*TEXT EXCERPT*
They documented the lives of working-class people who lived in Sydney, and their families and communities. One film, The Hungry Miles (1955), the most impressive of the unit’s surviving work, chronicled the history of the Sydney waterfront, culminating in a plea for greater unity among waterside workers. The highlight was a reconstruction of the Depression years, which used hundreds of wharfies to recreate scenes of mass unemployment and scuffles for job tickets, incidents which many of them had actually experienced. It is the most important of the unit’s work. Levy spoke about Healy’s decision to commission the film:
We were workers on a job. We could see things that should be common knowledge to every member of the WWF. This should be common knowledge to everyone outside the Federation to get some understanding of what was going on. So I think the advantage was … because we were working down on the waterfront, not some outside group, not something initiated from up top from an executive’s point of view, but from our experience from underneath.5
Some of the most potent sites of remembering our history are to be found in visual media. Cinema, television, and on-line sources are immensely strong in creating, sanctioning and naturalising their own versions of history, their own sites of memory. Within our screen history, filmmakers’ ideas of the past shape, and compete with, those of their audiences. The wharfies films work to visualise the non-visual? that is describe – and perhaps redefine – in terms of vision that which is not in itself visual, such things as political and social agency, concepts of power embodied in the citizen, the worker and the nation. The power of the media means that, alongside other historical documents, these visualisations affect and alter the existing perceptions of community, State, and nation. Certainly they are sites for the enabling of visual citizenship, and they continue to be sites for the construction, discussion, and circulation of concepts of citizenship. Like all representations of culture, they circulate images, narrative structures, and systems of signification, places of belonging in their own processes of interpellation, and it is useful to review the relationship between discourses of Australian citizenship and the representation of unionised labour. I suggest that the image of the body of the unionist in these films drew upon the continuing evolution of a particular cinematographic language, allowing conflicting and intersecting forms of citizenship to coexist.
How has the body been represented in WWFFU films like The Hungry Miles? Close-ups of bodies and faces are to be found throughout the film. Facial and bodily expressions are very important here in the construction of the character of the waterside workers - fear, dejection, hunger, determination and anger are depicted. The work is not very mechanised - it is purely physical in most senses - the worker’s body, and very little else, is the tool of the trade. We see their intense efforts to drag the load or shovel the cargo. Many of the men filmed had lived through the strikes, the disputes, the working conditions, and the depression days that are recreated in the middle section of the film. Their bodies are the sites of those political struggles, testaments to those experiences, as we see in the close-ups. These are scenes which present the body as bearing witness to the wharfies’ history, a version of their history obviously constructed to meet specific needs. It is very much personalised - there are multiple shots of the same character throughout a scene, for instance, where viewers can glimpse the person that is the worker. There is a realisation of human agency in this film. It presents a certain type of worker - one who is activist, unionist, and not, as a Daily Telegraph editorial described, the ‘lazy, drinking, incompetent, strike-prone watersider’ that the film is campaigning against.6 Safety and health conditions of work are emphasised, with the physical, visceral effects of the bodies of the men. We see the incredibly hard working conditions, and the effects they have. There are shots of an injured man, awaiting first-aid treatment? we see his pain.

*JOB 1*
Recast the listing from the line with "If any motorcycle is" to the line with "574, 721, 621, 740" as a Markdown table with the columns Row and Line, skipping any blank lines.
The text above and the listing that follows were taken from unrelated sources.

Entries on locating named things:
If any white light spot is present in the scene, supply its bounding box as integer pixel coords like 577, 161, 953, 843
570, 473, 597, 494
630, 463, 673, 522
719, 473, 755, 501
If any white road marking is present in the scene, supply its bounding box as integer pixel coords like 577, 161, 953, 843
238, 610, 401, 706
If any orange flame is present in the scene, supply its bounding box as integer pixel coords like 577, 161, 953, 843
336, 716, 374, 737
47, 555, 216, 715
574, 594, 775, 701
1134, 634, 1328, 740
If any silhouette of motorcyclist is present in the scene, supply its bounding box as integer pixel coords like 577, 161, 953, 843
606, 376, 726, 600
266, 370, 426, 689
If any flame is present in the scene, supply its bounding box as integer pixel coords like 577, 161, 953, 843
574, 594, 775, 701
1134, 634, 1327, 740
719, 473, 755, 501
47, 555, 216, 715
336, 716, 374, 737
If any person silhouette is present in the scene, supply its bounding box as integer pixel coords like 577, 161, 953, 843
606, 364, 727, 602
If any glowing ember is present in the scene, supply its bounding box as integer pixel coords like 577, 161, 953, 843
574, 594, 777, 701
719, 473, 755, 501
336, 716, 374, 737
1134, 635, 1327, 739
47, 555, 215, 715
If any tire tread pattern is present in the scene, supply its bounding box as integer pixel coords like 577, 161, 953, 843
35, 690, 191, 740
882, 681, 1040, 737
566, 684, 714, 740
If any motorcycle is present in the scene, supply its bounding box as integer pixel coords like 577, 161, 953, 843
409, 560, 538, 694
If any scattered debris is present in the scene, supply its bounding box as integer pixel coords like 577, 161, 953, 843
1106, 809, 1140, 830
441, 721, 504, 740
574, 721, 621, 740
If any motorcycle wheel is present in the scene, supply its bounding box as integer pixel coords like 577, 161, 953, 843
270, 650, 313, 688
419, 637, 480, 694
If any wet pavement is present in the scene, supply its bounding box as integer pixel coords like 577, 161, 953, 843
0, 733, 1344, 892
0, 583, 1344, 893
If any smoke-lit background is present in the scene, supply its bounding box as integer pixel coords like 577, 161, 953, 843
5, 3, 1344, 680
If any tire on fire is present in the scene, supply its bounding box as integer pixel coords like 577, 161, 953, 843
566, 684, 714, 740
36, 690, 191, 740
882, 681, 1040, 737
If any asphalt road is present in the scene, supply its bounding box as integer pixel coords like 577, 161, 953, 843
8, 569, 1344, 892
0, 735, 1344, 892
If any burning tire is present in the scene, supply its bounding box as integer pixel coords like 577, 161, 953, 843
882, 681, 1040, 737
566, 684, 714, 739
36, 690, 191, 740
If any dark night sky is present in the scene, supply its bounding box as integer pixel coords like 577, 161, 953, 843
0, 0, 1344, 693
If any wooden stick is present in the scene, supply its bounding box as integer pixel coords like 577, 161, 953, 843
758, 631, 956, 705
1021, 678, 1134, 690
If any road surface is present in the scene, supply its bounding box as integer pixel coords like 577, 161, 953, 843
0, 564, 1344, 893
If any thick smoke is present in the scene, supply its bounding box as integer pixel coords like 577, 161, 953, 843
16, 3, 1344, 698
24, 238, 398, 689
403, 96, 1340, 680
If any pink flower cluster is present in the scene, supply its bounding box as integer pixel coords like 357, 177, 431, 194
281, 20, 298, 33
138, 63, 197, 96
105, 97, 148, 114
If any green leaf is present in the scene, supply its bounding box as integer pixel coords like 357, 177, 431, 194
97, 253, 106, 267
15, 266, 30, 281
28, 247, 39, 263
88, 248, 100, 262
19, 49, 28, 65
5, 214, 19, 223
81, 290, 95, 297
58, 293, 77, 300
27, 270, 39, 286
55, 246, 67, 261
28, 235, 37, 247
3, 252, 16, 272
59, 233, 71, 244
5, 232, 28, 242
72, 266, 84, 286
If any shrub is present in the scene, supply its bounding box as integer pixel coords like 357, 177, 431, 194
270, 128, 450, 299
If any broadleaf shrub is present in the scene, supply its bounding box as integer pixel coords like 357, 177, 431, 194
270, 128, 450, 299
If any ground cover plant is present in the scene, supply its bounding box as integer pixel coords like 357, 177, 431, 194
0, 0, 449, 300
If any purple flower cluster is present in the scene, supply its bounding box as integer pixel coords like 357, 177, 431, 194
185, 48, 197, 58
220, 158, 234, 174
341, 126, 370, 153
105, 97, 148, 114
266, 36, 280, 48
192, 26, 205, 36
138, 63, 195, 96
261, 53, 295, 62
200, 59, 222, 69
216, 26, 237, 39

*JOB 2*
Using the text on the waterfront films, state whether each of these agrees with it, answering yes or no and quoting the deciding words: (a) The Hungry Miles dates from 1955. (b) The waterfront work shown in the film is heavily mechanized. (c) Hundreds of wharfies took part in recreating scenes from the Depression years.

*EXPECTED ANSWER 1*
| Row | Line |
|---|---|
| 1 | If any motorcycle is present in the scene, supply its bounding box as integer pixel coords like 577, 161, 953, 843 |
| 2 | 409, 560, 538, 694 |
| 3 | If any scattered debris is present in the scene, supply its bounding box as integer pixel coords like 577, 161, 953, 843 |
| 4 | 1106, 809, 1140, 830 |
| 5 | 441, 721, 504, 740 |
| 6 | 574, 721, 621, 740 |

*EXPECTED ANSWER 2*
(a) Yes: "The Hungry Miles (1955)"
(b) No: "The work is not very mechanised - it is purely physical in most senses"
(c) Yes: "which used hundreds of wharfies to recreate scenes of mass unemployment and scuffles for job tickets"